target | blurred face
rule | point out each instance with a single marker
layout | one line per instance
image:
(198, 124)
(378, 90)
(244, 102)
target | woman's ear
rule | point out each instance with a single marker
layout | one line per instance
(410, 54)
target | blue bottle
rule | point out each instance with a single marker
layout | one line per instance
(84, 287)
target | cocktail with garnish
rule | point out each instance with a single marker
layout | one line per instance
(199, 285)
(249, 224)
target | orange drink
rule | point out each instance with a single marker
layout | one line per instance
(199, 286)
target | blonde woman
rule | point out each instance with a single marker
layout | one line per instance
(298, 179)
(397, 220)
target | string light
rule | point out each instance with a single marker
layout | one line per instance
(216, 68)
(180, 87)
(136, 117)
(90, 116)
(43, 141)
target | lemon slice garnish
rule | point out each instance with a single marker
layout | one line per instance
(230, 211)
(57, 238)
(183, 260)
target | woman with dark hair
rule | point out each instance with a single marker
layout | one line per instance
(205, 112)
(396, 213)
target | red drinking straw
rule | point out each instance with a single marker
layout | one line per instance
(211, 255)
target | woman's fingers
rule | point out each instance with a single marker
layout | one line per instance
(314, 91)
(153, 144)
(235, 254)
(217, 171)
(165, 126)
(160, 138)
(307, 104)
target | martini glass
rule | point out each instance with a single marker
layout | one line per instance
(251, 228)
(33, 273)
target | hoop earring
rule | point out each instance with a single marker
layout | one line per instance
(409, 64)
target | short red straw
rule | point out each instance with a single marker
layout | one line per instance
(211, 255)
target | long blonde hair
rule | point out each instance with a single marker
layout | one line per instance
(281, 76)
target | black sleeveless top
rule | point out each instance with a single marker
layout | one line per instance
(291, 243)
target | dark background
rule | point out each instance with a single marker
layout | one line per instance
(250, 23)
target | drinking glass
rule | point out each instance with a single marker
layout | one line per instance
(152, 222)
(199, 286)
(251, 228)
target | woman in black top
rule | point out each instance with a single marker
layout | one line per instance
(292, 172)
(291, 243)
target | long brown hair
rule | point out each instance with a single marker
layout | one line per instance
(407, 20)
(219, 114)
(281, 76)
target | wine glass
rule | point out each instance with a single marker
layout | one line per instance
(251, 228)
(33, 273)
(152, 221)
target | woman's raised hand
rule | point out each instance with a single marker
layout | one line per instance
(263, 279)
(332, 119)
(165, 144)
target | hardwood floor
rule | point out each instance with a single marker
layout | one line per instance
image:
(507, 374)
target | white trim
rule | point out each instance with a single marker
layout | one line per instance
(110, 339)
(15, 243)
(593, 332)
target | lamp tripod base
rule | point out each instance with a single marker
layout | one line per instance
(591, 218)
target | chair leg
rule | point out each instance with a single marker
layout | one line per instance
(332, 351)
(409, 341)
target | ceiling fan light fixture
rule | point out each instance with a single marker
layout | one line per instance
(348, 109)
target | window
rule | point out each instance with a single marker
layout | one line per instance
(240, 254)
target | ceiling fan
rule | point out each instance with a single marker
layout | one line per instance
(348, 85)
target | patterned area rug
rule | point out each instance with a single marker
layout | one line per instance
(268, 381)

---------------

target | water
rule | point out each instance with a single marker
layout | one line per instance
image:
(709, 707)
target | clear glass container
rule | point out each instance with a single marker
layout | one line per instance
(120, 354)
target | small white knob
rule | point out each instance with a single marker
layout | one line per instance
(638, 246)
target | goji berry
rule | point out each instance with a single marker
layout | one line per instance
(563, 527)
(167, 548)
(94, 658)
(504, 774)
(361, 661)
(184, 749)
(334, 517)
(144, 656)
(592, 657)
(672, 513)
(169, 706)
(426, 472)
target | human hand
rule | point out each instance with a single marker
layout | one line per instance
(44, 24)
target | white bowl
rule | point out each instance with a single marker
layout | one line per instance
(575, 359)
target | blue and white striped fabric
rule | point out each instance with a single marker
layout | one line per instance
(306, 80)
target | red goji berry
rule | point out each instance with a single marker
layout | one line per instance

---------------

■ Task instructions: Among the records above, find each line containing the string "straw" and copy it.

■ Exercise answer:
target | red drinking straw
target | short red straw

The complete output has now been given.